### [Directive]
Can you write out every one of the records below line for line, with no changes?
─── Supplied material
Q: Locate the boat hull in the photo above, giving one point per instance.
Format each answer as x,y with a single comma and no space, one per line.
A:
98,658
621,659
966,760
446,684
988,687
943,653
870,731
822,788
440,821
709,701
──────
### [Written answer]
Q: Locate the boat hull in the photo above, giving one point per instance.
Format each answer as x,y with a single comma and no space, one per line.
A:
98,658
621,659
966,760
446,684
988,687
943,653
870,731
822,788
440,821
709,701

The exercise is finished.